(Location identification items)
◇ ◇ ◇ ◇ ◇ ◇ ◇
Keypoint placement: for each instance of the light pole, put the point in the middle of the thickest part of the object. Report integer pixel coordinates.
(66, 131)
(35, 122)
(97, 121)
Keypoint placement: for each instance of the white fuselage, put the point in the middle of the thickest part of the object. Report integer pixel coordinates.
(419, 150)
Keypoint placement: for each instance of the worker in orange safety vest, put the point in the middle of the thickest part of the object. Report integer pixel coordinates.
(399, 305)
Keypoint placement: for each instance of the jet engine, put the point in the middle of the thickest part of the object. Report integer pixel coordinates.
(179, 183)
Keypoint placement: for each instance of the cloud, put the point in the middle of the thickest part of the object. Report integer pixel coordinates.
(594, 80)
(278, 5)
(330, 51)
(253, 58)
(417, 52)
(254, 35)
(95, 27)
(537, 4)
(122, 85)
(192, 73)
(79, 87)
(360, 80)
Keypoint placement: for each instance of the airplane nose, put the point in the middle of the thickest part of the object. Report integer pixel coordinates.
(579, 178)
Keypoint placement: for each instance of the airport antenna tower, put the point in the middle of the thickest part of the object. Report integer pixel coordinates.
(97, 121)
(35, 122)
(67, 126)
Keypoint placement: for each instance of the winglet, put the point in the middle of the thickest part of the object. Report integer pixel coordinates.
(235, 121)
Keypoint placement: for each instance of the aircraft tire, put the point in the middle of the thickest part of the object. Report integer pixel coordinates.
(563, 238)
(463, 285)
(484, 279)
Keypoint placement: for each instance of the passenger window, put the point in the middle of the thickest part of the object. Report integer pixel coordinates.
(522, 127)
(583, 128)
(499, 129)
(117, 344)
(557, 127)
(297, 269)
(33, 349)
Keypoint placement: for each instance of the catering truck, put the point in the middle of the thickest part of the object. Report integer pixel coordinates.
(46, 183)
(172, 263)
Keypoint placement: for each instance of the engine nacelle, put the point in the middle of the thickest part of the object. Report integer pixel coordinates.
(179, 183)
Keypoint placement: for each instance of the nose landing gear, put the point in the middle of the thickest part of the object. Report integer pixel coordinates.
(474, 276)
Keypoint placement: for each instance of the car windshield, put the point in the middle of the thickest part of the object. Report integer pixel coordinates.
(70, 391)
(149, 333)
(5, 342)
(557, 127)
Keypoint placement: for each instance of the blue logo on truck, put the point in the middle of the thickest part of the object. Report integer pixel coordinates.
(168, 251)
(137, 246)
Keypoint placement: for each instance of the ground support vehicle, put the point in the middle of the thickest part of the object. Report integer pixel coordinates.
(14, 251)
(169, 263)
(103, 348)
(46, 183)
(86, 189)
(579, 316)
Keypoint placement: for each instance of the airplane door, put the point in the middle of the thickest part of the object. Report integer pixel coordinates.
◇ ◇ ◇ ◇ ◇ ◇ ◇
- GOAL OF THE EXERCISE -
Output the entries word for word, starting with the line that contains "Keypoint placement: for each instance of the aircraft" and continuing through the end of the entries.

- RESPONSE TO THE EXERCISE -
Keypoint placement: for each instance of the aircraft tire, put the point in the middle of the thickest part of the object. Report integer pixel coordinates.
(563, 238)
(463, 285)
(484, 279)
Keypoint placement: for each instance of the passenger window, put the point in the middle of the thickest part of the object. Report integer pixel coordinates.
(522, 127)
(583, 128)
(499, 129)
(117, 344)
(557, 127)
(297, 269)
(33, 349)
Keypoint placement: for each instance of the catering truck, put the point in the middle of the thickest part of the object. Report integer pixel coordinates.
(46, 183)
(172, 263)
Keypoint placement: for each instance of the engine nacelle, put the point in the middle of the thickest part of the object. Report integer pixel coordinates.
(179, 183)
Keypoint placement: for each instance of the nose landing gear, put the point in the middle of the thickest part of the object. Report integer pixel coordinates.
(474, 276)
Keypoint placement: for each instance of the car windshield, put the point in the middle of the thickest part of the object. Report integer pixel coordinates.
(70, 391)
(149, 333)
(5, 342)
(557, 127)
Keypoint placement: for each instance of the blue logo on truck, put the point in the middle of the thickest part of the object. Report integer pixel coordinates.
(168, 251)
(137, 246)
Keypoint placement: for each instance of the ground support vehicle, put the point in the middle of the thickest part of the object. Report integer pixel coordinates.
(14, 251)
(169, 263)
(103, 348)
(46, 183)
(86, 189)
(579, 316)
Keypoint placement: for each instance of the airplane door, put the point in the middle of the thickest part of the object. Report integer pixel coordinates.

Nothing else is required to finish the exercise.